1. A conveyor arrangement comprising: a frame; two first rolls mounted to the frame; a ball belt looped around the two first rolls, the ball belt having a plurality of freely spinning balls mounted thereto to project upwardly to engage an object it is desired to convey; a drive engaged with the ball belt to advance the ball belt in a machine direction; a subframe mounted to the frame extending beneath the ball belt; a first drive roller mounted to the subframe beneath the ball belt to rotate about an axis parallel to the machine direction; a plurality of idler rollers mounted to the subframe beneath the ball belt to define a roller bed together with the first drive roller, wherein gaps are defined between the idler rollers, the gaps being less than one inch, wherein the idler rollers are rotable about axes which are parallel to the first drive roller axis, and wherein a gap is defined between the first drive roller and a closest one of the plurality of idler rollers which is less than one inch and less than a radius of said closest one of the plurality of idler rollers; and a cross belt looped around the first drive roller and the plurality of idler rollers to be driven by the first drive roller in a cross machine direction which is perpendicular to the machine direction, wherein the cross belt is supported on the roller bed and extends beneath the ball belt so as to engage the plurality of balls of the ball belt passing thereover, such that when the cross belt is driven in the cross machine direction, an object supported on the ball belt is conveyed in a cross direction perpendicular to the machine direction.

2. The conveyor arrangement of claim 1 wherein the ball belt comprises a plurality of plastic link bodies pivotally connected to one another, and wherein each link body has a downwardly opening socket with two downwardly facing entry notches which allow distortion of the socket for entry of a ball therein.

3. The conveyor arrangement of claim 1 wherein the first drive roller is a 24V DC motorized conveyor roller.

What the task asks
Print everything in the conveyor claims from "2. The conveyor" down to "motorized conveyor roller.", word for word.

Available data
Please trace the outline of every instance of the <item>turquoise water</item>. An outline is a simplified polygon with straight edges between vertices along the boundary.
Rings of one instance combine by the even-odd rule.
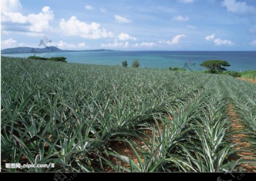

Exercise result
2. The conveyor arrangement of claim 1 wherein the ball belt comprises a plurality of plastic link bodies pivotally connected to one another, and wherein each link body has a downwardly opening socket with two downwardly facing entry notches which allow distortion of the socket for entry of a ball therein.

3. The conveyor arrangement of claim 1 wherein the first drive roller is a 24V DC motorized conveyor roller.